- Goal:
Copy every one of the records below word for word, with each line left unchanged.

——————

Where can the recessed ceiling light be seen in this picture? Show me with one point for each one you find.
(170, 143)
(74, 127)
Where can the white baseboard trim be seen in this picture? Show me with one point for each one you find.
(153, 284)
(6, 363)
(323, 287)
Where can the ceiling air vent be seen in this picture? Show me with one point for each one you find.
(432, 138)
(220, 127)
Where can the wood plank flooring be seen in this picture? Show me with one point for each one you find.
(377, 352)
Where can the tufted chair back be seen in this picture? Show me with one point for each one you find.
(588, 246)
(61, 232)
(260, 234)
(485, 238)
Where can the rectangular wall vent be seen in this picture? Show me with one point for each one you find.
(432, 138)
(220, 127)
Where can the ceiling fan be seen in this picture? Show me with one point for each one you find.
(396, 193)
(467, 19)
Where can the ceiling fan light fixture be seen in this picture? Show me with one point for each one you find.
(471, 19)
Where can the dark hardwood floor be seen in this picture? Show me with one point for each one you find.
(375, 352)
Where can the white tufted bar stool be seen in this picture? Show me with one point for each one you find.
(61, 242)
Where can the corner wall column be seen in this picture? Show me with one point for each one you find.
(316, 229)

——————

- Task result:
Where can the recessed ceiling light be seen in this picture? Show me with one point for each one you find.
(170, 143)
(74, 127)
Where can the white baseboard trim be seen in this picture? Show me with one point for each one you find.
(153, 284)
(6, 363)
(323, 287)
Where can the ceiling air vent be seen in this picture? Show me with one point for each one you find.
(432, 138)
(220, 127)
Where can the wood plank flooring be seen in this picture? Show me with one point for each one you find.
(377, 352)
Where can the tufted chair back be seen in this picture? Show me with one point for each one you find.
(588, 246)
(61, 232)
(260, 234)
(485, 238)
Where can the rectangular wall vent be seen in this picture? Show me with one point for each one you find.
(432, 138)
(220, 127)
Where can the ceiling fan be seen in this picture? Show me with one point for each one you find.
(396, 193)
(467, 19)
Where can the ceiling fan light fixture be seen in this picture? Show me with one point for each one you find.
(471, 19)
Where can the dark hardwood floor be seen in this picture? Show me with one point for each one you find.
(375, 352)
Where can the white tufted bar stool be seen in this picture? Show me with one point for each one you find.
(61, 242)
Where can the corner wall column be seen in this picture? Show me with one point for each one you find.
(316, 229)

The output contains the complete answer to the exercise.